=== TEXT EXCERPT ===
★ ★ ★ ★ ★ ★ ★

Oracle (Talari Networks)
Strength
-
Oracle has experience supporting mission-critical traffic requirements, such as call centers, government agencies and emergency responders.
-
Oracle offers strong path selection, application analytics and application performance capabilities.
-
Oracle’s enterprise voice experience — with its widely deployed SBC and global sales, support, and partner network complement its SD-WAN offering, thereby increasing capabilities, as well as reach.
Cautions
-
Oracle has limited experience deploying SD-WAN with networks greater than 250 branches.
-
Although Oracle has some native security features, it lacks a native advanced security stack (such as NGFW), which may limit the appeal of its SD-WAN product for companies requiring a turnkey WAN edge solution. Instead, it relies on partners to deliver this functionality.
-
Oracle’s SD-WAN solution has limited adoption into MSPs and carrier SD-WAN portfolios, reducing its appeal to organizations that prefer to consume from those providers.
Peplink
Strengths
-
Peplink’s SpeedFusion technology enables link bonding flexibility, which can enable capabilities to use multiple links to be combined to meet increased bandwidth needs, while keeping costs low.
-
Peplink has experience with WAN edge deployments in challenging environmental conditions, such as those found in the oil and gas, maritime, and transportation markets.
-
Peplink has proven scalability in large, distributed deployments with more than 5,000 sites.
Cautions
-
Peplink’s application analytics capabilities are not as granular as the other solutions described in this research.
-
Although most of Peplink’s customers are in North America and Europe, it has limited sales and support resources of its own in these areas. The company relies heavily on its limited channel partnerships at all levels of the sales and support cycle.
-
Peplink’s security capabilities are not as comprehensive as some other solutions described in this research.
Riverbed
Strengths
-
The vendor has substantial experience in large global enterprises with WAN optimization and has incumbency in many accounts. Leveraging this capability, Riverbed provides an integrated appliance that includes WAN optimization and SD-WAN.
-
Riverbed recently announced an OEM partnership with Versa in an attempt to address the large-enterprise market more effectively.
-
Riverbed offers a vendor-hosted SaaS acceleration solution offered as a cloud-managed service.
Cautions
-
The Versa deal attempts to offer an SD-WAN solution for large-enterprise organizations; however, Riverbed is the only vendor in this research that will be sourcing core SD-WAN functionality via an OEM agreement. Consequently, there is increased risk going forward, as opposed to Riverbed having full organic control.
-
Riverbed has limited native advanced security capabilities and needs to rely on partners for this functionality; this complicates sourcing and management for enterprise clients.

★ ★ ★ ★ ★ ★ ★

=== Saved data entries ===
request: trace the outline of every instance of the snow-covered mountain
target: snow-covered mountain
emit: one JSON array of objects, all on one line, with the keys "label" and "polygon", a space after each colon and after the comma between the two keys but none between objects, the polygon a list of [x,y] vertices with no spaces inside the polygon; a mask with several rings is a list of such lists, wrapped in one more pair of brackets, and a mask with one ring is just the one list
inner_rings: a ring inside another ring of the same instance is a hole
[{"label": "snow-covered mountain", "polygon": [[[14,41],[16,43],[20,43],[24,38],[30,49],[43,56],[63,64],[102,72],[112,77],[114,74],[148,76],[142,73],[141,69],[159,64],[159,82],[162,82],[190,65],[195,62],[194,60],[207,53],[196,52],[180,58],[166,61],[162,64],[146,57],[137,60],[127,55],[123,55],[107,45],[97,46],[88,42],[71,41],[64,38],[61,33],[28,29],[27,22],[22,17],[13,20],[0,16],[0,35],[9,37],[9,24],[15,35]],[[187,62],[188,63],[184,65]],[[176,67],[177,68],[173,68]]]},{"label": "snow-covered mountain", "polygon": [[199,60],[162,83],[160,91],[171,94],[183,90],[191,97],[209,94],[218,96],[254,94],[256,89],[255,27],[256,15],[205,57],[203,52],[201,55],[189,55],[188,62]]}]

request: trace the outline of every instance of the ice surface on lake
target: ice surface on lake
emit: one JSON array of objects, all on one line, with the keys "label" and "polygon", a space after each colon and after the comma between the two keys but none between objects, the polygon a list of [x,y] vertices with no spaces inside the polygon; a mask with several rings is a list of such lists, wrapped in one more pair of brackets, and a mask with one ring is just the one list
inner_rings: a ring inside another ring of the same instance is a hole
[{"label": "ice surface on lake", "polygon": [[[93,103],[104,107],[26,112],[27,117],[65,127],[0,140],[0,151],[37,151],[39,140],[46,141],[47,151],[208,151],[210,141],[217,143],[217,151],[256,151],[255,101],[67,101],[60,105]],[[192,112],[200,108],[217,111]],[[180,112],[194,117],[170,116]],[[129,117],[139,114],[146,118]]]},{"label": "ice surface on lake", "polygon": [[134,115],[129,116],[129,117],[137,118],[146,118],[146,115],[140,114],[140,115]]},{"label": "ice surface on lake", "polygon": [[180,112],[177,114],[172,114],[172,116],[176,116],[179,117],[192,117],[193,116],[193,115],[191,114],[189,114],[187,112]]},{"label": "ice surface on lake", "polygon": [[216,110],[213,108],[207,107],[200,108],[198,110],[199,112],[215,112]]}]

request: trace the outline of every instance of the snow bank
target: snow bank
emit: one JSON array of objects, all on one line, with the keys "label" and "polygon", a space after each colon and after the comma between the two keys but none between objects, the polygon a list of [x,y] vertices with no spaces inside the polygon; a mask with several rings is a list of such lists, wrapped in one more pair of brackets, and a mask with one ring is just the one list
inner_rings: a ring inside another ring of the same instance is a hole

★ ★ ★ ★ ★ ★ ★

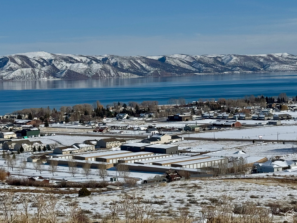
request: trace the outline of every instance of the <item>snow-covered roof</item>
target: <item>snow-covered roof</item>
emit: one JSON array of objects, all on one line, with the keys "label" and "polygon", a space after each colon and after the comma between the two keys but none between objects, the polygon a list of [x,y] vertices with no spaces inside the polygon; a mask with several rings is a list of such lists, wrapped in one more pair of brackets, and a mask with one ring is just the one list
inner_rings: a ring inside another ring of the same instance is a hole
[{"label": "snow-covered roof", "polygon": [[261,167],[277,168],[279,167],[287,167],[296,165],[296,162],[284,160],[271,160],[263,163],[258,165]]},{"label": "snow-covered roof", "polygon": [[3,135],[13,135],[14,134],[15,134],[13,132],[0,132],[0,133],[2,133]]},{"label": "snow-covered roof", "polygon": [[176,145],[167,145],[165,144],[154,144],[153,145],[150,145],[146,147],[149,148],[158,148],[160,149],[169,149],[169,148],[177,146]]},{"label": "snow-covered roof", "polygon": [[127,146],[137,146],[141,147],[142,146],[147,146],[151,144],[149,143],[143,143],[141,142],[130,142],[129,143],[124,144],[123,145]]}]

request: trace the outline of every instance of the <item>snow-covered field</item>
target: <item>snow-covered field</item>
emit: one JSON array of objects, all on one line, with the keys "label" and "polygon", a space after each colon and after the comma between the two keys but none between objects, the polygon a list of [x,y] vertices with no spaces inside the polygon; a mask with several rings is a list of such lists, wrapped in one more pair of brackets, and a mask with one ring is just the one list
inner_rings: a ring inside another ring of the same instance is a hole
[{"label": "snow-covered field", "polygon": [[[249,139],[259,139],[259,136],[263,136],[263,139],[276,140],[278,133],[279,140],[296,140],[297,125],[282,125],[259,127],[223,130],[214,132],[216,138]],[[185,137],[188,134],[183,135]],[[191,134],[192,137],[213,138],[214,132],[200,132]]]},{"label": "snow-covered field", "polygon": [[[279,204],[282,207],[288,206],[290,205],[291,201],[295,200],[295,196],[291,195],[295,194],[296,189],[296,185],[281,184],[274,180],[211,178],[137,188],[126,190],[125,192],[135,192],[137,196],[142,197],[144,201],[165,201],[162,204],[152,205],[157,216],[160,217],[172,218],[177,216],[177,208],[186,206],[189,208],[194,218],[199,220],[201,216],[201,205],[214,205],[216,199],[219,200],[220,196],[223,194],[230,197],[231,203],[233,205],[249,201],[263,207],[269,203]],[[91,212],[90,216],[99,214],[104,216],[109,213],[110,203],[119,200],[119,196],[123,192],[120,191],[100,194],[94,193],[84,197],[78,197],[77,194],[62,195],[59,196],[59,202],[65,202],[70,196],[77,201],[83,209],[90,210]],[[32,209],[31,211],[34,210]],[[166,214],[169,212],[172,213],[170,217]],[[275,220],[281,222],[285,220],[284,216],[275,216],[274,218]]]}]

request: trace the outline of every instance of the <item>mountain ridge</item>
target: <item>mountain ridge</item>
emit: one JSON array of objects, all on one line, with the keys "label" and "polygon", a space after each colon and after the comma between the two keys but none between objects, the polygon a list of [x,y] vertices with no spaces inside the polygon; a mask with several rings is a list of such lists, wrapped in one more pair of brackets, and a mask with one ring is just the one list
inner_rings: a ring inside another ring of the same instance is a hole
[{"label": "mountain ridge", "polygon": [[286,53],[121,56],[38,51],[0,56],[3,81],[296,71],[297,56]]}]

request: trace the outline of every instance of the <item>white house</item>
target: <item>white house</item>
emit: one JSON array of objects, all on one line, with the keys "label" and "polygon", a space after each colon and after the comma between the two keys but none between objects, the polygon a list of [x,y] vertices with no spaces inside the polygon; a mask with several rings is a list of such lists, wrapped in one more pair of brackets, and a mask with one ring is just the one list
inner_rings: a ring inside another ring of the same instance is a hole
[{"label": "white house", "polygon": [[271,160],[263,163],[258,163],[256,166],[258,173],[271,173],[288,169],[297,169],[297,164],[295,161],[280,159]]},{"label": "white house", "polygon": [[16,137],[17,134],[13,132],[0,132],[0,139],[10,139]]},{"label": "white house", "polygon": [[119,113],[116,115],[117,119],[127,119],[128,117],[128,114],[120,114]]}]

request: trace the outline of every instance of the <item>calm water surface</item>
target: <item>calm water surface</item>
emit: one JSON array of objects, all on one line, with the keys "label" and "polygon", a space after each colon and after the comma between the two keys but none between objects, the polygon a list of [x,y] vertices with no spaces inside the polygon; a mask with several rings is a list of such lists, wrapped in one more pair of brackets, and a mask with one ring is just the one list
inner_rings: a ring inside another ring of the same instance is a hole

★ ★ ★ ★ ★ ★ ★

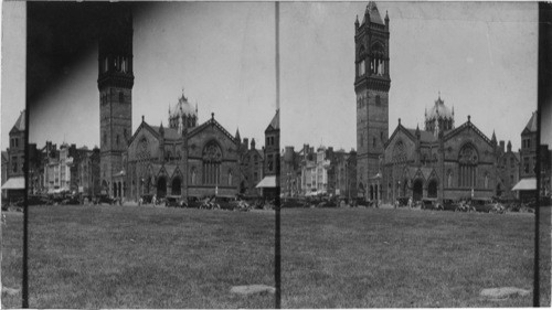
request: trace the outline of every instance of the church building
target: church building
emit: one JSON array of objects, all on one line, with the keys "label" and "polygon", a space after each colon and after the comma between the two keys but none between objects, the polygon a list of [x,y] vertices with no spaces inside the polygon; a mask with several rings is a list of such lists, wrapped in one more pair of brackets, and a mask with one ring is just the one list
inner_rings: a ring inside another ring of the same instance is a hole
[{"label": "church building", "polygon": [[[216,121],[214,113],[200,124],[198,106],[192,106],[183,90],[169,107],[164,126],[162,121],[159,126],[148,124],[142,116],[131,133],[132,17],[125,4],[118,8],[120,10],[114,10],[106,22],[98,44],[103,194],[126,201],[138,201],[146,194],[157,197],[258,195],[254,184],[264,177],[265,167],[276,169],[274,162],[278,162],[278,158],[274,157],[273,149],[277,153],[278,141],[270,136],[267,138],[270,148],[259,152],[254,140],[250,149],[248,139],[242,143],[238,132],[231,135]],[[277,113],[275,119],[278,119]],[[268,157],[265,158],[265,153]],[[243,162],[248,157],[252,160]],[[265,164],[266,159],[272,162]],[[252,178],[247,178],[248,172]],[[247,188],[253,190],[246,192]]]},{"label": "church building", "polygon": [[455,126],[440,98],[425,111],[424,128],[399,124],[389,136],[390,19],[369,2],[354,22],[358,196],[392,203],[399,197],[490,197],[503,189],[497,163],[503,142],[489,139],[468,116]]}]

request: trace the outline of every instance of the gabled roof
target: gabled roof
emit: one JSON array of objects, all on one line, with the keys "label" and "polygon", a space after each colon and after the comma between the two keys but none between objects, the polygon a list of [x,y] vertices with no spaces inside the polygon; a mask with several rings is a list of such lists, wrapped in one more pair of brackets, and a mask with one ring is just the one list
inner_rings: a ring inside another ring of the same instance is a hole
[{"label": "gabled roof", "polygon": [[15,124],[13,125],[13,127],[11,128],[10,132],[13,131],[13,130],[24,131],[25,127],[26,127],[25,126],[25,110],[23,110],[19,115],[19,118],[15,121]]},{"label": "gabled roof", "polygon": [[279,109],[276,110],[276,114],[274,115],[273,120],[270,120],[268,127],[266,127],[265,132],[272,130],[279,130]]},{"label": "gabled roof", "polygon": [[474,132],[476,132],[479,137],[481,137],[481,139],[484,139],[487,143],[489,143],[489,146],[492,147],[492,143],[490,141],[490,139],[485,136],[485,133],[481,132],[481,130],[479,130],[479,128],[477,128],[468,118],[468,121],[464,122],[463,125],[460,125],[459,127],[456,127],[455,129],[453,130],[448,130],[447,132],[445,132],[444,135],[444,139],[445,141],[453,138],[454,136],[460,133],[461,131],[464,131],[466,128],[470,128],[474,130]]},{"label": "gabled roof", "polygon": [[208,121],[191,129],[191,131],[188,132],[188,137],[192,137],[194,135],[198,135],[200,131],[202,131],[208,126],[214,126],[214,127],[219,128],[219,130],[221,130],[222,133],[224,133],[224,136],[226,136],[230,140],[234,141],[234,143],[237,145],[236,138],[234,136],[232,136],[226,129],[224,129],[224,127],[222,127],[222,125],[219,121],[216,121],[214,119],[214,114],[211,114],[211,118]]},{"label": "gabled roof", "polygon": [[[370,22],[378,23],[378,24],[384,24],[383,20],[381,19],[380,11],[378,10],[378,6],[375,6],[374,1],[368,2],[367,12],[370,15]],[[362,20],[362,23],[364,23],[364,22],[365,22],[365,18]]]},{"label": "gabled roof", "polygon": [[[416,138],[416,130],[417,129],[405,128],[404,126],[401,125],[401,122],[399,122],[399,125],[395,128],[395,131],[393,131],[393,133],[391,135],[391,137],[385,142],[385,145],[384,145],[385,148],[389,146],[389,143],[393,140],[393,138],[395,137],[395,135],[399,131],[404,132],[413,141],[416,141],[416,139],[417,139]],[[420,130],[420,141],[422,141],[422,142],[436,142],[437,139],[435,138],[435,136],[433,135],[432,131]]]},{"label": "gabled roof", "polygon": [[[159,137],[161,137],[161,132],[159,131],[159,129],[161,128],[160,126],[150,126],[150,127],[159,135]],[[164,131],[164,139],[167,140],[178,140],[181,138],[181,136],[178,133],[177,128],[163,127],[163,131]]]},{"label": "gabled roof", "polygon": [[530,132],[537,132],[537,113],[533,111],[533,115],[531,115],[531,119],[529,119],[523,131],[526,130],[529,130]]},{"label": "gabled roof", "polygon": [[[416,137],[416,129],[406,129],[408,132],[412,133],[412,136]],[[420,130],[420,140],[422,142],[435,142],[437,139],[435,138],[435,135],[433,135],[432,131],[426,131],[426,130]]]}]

★ ★ ★ ★ ★ ★ ★

=== EXERCISES ===
(a) From the saved data listing, repeat the lines starting at the one that contains "request: trace the outline of every instance of the gabled" and ending at the one that contains "target: gabled roof", with both of those lines included.
(b) Carry the text on SD-WAN vendor strengths and cautions forward from the point where it stops.

=== RESPONSES TO THE TASKS ===
(a)
request: trace the outline of every instance of the gabled roof
target: gabled roof

(b)
-
Gartner has received reports of code instability from clients, which has limited Riverbed’s ability to grow in the market.
Silver Peak
Strengths
-
Silver Peak’s SD-WAN product has strong application performance capabilities, including WAN optimization and real-time traffic optimization (e.g., FEC). Its WAN optimization solution also can be priced as a subscription and shared across a domain.
-
Gartner sees more channels and MSPs selling the Silver Peak solution, which shows the vendor’s channel expansion and relevance to various client consumption models.
-
Silver Peak’s roadmap is aligned with future client needs, with a focus on automation and ease of use.
Cautions
-
The Silver Peak SD-WAN products lack a native full advanced security suite, instead relying on third-party firewalls or cloud security services.
-
Silver Peak’s WAN edge offering lacks cloud gateways, requiring enterprises or MSPs to create these, if required.
-
Silver Peak has limitations with their small footprint devices (such as not having integrated Wi-Fi) typically required for small, remote branch offices.
Teldat
Strengths
-
Teldat has a strong presence in Europe and Latin America, where more than 95% of its customers are headquartered.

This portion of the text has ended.